## EXERCISE AIM
Find how many lines of the listing include the string "cliff", and report only that figure.

## EXTRACTED RECORDS

* * * *

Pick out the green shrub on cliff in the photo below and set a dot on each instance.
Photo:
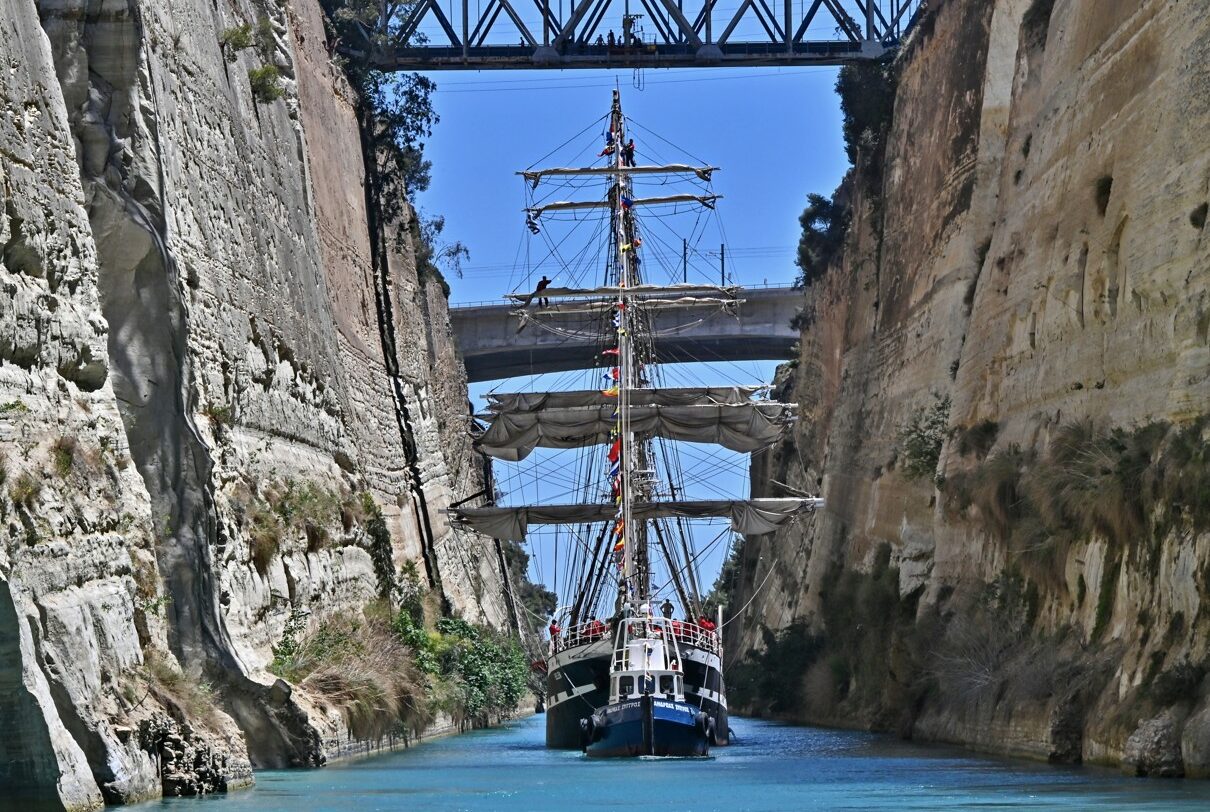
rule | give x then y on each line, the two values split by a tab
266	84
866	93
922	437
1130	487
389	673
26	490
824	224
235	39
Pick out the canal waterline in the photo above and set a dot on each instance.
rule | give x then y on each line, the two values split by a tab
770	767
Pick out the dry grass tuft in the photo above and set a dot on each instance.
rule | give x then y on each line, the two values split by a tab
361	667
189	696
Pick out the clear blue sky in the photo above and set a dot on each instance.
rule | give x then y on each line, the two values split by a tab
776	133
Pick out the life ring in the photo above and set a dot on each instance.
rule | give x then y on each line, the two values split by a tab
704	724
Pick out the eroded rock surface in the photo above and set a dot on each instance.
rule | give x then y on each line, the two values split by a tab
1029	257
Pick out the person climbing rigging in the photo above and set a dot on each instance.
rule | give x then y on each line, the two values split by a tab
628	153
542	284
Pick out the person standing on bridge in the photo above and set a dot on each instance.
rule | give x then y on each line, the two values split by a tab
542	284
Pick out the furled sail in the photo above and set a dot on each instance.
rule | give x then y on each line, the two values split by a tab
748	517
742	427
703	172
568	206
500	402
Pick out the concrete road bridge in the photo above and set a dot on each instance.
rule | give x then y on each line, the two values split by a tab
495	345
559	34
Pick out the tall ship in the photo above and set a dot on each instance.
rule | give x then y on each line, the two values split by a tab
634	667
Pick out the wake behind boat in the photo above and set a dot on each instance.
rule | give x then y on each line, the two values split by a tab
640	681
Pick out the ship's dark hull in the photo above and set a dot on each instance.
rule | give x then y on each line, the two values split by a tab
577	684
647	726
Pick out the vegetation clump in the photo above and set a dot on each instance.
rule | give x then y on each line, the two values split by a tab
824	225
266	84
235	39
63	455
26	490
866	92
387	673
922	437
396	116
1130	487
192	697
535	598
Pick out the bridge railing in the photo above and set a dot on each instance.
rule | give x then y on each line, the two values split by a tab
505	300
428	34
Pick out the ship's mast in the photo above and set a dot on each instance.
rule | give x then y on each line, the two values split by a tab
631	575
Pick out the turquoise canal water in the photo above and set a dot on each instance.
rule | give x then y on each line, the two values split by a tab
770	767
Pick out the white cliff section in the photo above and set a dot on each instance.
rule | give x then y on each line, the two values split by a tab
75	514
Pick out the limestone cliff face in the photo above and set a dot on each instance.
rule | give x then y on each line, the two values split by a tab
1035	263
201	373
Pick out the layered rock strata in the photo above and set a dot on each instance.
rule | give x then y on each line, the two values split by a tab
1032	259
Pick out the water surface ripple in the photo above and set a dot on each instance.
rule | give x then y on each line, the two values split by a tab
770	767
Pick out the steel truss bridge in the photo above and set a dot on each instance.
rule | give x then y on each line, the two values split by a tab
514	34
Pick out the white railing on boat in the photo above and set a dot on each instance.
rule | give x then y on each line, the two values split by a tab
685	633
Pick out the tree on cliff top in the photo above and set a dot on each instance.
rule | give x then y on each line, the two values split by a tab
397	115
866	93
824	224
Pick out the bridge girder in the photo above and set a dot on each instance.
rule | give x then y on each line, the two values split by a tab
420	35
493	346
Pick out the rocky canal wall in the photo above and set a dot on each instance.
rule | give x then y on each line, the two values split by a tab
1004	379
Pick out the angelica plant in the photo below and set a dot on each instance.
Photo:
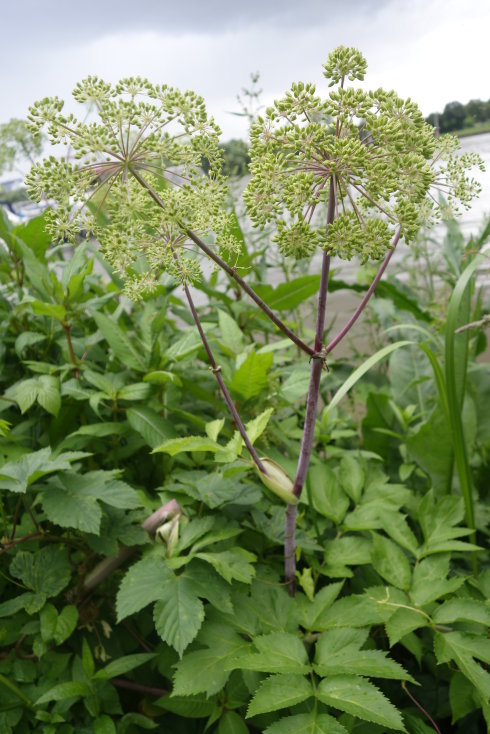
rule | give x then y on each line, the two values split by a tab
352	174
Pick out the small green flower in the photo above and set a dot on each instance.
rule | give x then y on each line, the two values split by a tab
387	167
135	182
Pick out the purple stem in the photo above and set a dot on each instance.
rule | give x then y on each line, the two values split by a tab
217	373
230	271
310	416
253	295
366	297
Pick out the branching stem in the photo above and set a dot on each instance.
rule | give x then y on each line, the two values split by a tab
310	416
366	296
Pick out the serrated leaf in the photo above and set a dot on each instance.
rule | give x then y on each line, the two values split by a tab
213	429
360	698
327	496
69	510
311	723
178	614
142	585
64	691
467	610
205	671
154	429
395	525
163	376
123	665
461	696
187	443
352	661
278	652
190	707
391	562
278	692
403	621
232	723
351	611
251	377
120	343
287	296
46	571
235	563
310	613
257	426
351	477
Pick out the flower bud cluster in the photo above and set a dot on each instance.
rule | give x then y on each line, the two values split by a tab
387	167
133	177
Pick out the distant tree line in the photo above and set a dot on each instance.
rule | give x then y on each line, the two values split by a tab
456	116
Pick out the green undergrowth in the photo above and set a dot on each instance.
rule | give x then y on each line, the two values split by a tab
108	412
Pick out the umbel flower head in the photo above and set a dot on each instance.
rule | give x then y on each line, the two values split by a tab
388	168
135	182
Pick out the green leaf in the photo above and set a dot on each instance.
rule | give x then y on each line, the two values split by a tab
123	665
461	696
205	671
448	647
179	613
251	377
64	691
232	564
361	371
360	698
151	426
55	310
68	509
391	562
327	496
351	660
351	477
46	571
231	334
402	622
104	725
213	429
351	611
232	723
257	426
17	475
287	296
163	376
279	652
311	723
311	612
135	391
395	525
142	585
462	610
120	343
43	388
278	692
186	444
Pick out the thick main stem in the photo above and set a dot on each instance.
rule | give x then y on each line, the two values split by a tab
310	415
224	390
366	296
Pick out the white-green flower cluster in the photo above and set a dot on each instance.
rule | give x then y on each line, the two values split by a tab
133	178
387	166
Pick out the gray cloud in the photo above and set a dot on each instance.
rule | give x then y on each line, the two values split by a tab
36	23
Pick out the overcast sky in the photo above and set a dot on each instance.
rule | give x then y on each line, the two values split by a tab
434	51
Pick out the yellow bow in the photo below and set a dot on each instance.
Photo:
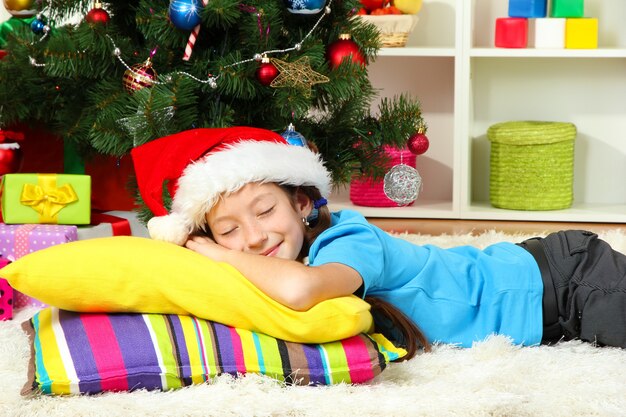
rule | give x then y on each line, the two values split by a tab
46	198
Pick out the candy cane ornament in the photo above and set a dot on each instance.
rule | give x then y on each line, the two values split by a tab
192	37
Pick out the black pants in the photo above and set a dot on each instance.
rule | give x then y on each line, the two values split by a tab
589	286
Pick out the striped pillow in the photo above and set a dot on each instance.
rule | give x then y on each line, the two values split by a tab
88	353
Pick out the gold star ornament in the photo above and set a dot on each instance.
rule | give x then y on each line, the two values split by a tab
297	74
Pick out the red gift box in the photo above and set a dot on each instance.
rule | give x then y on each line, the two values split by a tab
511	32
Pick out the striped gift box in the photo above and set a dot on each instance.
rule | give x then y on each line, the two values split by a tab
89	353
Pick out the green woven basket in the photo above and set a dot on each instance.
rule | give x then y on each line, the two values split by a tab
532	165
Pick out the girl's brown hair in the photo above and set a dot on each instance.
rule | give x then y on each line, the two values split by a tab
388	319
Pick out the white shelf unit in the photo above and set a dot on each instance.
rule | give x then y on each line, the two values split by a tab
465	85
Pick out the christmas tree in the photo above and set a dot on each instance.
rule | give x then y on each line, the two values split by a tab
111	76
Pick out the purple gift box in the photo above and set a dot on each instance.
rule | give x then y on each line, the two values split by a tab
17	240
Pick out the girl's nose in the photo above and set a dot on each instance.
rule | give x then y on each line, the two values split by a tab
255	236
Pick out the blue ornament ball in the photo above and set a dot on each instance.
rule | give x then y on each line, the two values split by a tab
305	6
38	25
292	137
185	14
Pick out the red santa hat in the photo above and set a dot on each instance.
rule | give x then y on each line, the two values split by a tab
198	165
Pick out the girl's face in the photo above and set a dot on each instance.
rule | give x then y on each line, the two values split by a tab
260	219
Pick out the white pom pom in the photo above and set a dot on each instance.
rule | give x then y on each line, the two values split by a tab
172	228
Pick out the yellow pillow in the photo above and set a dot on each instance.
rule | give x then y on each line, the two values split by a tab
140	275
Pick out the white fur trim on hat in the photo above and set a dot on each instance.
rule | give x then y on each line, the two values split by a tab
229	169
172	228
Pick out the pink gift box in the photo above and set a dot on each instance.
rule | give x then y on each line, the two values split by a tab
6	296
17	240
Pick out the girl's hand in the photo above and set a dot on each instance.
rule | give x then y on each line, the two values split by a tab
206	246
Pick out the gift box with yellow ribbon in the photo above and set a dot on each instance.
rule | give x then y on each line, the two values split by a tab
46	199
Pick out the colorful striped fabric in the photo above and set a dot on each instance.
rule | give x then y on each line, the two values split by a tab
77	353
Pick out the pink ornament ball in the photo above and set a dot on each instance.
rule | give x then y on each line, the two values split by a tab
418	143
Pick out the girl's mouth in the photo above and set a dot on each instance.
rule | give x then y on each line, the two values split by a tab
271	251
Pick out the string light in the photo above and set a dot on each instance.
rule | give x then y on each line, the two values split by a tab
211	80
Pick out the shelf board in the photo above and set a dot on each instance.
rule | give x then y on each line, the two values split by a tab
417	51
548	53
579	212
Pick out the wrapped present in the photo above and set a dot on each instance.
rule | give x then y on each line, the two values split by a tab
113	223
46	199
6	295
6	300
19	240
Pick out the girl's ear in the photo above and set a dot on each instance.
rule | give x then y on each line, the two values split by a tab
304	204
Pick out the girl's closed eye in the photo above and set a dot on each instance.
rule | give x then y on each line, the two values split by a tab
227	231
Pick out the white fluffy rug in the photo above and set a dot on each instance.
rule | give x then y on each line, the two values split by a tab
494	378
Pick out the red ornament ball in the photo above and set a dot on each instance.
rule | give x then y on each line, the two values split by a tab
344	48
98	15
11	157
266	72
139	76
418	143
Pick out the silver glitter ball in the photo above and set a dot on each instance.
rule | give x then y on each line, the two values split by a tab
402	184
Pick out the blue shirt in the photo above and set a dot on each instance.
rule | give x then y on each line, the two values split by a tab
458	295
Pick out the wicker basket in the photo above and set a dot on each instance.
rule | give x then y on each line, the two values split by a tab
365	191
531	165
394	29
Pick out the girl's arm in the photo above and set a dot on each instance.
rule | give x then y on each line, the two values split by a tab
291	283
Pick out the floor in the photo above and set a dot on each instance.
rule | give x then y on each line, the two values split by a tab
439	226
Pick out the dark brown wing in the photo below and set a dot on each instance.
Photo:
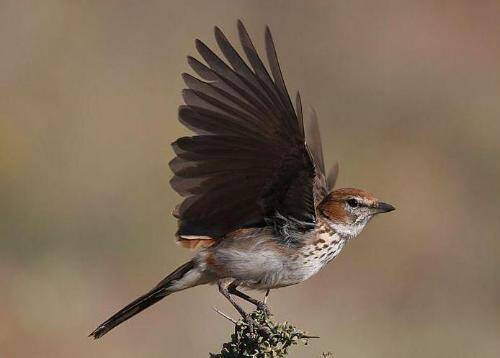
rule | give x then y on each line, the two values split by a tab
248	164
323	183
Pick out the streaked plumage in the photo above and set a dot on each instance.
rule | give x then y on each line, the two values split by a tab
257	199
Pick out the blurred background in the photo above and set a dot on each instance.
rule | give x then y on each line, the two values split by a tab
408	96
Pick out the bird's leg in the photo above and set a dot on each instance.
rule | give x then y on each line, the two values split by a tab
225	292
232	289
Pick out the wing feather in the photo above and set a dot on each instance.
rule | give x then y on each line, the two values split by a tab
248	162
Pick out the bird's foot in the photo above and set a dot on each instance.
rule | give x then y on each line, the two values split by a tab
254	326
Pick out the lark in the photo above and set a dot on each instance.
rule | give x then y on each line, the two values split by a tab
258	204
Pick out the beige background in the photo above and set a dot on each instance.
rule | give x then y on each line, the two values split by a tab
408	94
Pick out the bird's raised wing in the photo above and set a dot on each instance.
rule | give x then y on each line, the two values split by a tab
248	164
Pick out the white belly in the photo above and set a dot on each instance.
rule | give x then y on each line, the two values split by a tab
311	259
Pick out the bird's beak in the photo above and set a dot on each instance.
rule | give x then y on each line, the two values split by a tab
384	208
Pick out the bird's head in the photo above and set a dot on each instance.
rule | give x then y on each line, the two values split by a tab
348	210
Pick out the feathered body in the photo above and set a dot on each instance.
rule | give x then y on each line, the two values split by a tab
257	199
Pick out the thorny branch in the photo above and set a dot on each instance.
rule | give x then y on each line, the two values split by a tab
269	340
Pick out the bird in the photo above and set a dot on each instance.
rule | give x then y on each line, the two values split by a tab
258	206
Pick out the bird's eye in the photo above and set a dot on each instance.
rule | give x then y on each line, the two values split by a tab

* * * *

## REPLY TO THE TASK
4